**TASK:**
Could you reproduce the material below exactly, from the line containing "the car shadow on pavement" through its last line, and leave out everything else?
↓
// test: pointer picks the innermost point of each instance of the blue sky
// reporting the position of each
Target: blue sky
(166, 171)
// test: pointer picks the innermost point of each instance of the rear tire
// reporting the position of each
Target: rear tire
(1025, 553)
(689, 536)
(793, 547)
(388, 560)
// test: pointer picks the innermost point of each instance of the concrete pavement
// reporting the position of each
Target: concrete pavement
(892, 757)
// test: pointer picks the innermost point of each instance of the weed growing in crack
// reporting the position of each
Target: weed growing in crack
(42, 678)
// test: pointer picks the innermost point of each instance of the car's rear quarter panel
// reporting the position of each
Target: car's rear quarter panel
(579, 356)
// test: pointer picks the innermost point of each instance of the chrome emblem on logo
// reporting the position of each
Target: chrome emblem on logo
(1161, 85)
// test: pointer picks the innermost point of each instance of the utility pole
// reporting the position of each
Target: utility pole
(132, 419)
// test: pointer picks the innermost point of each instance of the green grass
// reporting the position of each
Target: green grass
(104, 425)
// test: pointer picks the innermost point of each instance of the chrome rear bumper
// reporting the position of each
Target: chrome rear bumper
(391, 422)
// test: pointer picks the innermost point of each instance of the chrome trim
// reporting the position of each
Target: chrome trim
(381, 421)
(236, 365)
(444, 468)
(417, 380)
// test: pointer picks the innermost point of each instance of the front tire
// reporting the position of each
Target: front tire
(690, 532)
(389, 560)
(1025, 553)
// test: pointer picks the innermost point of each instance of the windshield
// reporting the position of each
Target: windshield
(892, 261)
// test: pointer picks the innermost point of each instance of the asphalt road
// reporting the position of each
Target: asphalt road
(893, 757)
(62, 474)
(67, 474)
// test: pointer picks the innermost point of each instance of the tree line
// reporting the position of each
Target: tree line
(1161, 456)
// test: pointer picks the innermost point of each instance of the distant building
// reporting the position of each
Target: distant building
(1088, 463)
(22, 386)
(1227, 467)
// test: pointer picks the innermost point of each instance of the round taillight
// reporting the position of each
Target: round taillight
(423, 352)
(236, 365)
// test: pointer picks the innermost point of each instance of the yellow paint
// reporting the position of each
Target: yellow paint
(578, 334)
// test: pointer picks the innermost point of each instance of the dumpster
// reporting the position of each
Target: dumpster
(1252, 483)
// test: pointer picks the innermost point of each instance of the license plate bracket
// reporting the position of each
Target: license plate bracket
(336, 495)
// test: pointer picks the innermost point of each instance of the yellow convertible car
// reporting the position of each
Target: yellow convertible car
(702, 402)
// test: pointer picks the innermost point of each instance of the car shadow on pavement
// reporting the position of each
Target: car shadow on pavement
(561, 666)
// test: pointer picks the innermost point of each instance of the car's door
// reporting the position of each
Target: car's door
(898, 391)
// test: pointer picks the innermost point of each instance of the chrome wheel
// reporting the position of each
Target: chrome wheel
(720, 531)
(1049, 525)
↑
**WORKED SOLUTION:**
// test: pointer picks the innermost point of each instance of the car shadow on pavement
// reporting the position of each
Target: car shadow on pavement
(561, 666)
// test: pointer picks the innermost point of each instance of the car's door
// reporting the position of each
Target: car's door
(898, 391)
// test: pointer picks the innermost point of each instance of the chrome wheel
// reporting the position of each
Target: chrome wheel
(720, 531)
(1049, 525)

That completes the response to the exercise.